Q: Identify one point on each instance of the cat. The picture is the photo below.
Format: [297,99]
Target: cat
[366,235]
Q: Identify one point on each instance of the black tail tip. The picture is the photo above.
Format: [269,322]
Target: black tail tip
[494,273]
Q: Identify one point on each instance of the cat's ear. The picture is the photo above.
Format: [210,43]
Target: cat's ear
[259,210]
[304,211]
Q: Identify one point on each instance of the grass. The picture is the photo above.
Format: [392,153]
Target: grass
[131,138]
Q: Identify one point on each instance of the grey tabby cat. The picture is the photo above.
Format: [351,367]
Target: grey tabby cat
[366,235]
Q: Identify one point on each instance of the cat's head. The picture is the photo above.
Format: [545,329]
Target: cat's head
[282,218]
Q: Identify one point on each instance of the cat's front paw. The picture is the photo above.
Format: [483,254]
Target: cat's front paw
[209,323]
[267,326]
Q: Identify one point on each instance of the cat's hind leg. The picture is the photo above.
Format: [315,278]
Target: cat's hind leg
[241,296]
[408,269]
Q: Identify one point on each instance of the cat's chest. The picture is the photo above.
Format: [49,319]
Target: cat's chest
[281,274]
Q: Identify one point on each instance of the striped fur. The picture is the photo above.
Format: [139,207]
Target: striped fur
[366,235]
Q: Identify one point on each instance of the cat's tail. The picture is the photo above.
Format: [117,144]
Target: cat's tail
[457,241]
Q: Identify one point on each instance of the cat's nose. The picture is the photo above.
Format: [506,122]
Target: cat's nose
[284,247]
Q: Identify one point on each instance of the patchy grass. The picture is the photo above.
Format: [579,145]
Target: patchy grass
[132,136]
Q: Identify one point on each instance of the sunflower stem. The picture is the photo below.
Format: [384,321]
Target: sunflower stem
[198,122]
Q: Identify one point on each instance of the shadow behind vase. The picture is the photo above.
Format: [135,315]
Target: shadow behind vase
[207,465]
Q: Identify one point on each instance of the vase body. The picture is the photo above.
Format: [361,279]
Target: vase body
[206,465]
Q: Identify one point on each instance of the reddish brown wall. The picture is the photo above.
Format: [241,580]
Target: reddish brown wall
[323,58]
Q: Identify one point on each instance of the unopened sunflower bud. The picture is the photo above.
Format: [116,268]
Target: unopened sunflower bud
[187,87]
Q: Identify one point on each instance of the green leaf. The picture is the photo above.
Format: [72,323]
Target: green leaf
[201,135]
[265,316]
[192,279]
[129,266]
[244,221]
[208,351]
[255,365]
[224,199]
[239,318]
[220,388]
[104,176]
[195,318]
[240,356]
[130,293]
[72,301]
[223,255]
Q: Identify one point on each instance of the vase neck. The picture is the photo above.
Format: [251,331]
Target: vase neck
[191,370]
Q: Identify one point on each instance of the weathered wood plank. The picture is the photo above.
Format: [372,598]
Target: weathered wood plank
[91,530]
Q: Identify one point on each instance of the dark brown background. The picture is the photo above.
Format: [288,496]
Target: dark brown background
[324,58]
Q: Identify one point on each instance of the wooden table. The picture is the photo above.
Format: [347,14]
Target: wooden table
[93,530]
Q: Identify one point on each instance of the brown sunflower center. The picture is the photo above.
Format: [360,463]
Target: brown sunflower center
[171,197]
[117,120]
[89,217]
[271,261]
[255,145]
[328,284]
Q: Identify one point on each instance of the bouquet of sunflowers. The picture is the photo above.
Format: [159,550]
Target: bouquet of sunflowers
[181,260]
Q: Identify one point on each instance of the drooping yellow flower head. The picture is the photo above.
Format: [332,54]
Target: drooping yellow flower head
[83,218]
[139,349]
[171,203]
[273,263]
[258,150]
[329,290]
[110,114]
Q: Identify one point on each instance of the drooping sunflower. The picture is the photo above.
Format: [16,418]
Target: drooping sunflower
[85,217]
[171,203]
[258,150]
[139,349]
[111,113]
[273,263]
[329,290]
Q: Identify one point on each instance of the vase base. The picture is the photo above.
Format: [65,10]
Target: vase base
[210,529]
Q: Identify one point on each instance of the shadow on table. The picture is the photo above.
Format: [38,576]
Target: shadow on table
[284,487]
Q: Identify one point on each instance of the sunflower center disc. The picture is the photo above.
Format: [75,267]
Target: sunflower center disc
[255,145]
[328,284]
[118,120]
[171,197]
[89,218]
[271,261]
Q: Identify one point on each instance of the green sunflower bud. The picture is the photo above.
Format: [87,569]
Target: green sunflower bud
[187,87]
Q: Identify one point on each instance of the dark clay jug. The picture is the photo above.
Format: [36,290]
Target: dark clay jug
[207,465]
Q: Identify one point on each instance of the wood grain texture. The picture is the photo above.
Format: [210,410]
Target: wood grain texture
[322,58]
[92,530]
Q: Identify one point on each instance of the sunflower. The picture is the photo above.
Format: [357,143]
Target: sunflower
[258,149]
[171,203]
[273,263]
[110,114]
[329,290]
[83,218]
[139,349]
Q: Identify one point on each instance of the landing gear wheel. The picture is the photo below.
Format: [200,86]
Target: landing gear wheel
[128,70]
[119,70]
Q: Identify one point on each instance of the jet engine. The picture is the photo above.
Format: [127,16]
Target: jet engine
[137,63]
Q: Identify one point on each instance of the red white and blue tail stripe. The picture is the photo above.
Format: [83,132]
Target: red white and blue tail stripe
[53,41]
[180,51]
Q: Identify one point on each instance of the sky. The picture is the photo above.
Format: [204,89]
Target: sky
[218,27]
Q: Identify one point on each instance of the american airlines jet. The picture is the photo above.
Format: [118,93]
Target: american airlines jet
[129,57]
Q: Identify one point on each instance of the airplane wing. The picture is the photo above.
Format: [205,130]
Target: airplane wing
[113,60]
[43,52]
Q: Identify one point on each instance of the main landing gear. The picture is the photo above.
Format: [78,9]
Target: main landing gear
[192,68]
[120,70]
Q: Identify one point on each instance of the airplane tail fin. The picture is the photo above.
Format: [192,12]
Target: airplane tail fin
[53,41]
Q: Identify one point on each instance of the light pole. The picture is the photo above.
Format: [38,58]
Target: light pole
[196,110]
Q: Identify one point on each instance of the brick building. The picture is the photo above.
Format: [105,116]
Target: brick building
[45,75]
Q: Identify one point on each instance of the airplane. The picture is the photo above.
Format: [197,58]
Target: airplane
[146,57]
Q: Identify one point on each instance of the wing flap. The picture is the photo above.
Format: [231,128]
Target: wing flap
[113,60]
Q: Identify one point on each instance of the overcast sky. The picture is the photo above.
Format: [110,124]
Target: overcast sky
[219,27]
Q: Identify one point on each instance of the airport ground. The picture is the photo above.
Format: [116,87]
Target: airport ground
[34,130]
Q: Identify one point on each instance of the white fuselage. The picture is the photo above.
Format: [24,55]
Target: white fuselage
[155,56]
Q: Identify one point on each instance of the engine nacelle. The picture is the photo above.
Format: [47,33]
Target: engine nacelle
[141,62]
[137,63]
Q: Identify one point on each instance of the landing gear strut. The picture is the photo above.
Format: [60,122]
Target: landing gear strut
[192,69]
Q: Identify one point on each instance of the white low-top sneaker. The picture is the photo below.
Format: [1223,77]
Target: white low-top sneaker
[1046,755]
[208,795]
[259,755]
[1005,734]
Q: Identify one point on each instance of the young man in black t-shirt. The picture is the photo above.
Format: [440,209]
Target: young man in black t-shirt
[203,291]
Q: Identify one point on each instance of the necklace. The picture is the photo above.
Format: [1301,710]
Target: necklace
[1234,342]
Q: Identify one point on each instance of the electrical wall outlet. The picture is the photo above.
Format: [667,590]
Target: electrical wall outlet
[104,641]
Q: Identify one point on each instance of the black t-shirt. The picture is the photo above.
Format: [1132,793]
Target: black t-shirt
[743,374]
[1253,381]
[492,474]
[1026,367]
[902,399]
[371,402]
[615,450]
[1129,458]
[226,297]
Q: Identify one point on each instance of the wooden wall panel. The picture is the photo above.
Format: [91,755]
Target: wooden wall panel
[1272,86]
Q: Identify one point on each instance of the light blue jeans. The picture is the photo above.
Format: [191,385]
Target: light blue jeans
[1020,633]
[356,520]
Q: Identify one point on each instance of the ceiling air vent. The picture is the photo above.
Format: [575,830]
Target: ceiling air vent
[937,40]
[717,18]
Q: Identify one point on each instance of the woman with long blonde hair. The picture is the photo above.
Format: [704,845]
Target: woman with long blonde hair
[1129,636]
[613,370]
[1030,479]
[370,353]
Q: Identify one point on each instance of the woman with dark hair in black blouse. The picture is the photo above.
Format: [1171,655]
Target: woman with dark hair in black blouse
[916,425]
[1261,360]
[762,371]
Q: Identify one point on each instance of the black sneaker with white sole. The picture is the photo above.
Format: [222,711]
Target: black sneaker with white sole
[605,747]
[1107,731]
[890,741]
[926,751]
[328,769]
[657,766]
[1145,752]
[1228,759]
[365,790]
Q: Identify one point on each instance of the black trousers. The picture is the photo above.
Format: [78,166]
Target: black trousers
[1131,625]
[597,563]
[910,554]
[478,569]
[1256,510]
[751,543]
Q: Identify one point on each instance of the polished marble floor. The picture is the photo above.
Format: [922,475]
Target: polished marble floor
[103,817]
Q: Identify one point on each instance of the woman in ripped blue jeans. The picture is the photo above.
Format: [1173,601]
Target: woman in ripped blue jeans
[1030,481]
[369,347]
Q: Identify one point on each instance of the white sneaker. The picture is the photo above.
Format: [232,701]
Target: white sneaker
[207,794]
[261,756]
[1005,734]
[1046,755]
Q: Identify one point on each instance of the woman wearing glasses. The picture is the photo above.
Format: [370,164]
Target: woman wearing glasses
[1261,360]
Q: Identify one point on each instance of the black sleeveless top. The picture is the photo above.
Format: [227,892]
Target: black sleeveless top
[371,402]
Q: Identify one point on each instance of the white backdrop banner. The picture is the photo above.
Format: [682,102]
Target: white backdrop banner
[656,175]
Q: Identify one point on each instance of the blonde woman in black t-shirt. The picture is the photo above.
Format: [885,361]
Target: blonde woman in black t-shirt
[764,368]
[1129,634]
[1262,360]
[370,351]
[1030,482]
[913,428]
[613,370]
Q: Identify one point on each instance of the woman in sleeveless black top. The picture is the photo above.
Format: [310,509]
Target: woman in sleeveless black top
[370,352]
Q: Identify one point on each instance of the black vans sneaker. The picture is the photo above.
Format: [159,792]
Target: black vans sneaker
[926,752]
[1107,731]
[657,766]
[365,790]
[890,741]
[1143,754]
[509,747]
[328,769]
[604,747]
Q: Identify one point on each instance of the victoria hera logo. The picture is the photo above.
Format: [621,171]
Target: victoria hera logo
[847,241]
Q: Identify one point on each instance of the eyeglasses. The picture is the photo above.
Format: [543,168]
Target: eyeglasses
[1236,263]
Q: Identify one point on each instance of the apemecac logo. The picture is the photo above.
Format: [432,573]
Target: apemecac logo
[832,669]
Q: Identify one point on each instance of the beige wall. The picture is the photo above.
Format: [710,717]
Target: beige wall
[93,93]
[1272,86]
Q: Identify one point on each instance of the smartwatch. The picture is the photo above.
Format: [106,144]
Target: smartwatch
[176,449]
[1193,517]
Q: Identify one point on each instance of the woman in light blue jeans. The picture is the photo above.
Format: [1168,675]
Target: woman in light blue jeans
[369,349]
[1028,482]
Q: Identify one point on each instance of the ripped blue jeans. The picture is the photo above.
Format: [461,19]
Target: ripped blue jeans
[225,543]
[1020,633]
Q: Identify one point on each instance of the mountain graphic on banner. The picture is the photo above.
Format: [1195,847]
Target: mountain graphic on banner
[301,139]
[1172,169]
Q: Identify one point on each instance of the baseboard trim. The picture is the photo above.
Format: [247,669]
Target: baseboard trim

....................

Copy, character for character, the lines from the line that holds "Q: Identify one point on each instance of the smartwatch." through the final line of the records above.

Q: Identify one point on each instance of the smartwatch. The picture is the photo above.
Format: [106,144]
Target: smartwatch
[176,449]
[1193,517]
Q: Identify one point on each instance of the woman in light blue jeans. The picture is the photo above.
Format: [1168,675]
Target: woman in light blue jeans
[369,349]
[1028,482]
Q: Identify one point on each instance of the ripped blue jeans. The picture is the photo above.
Format: [461,19]
Target: ripped blue jeans
[225,543]
[1020,633]
Q: Identify one point on each instance of the mountain graphic on banner. The picture is the photo above.
Format: [1195,847]
Target: mountain graphic on banner
[301,139]
[1172,169]
Q: Identify one point on each instance of the baseboard trim. The picture is the photo above.
Format: [247,669]
Target: baseboard trim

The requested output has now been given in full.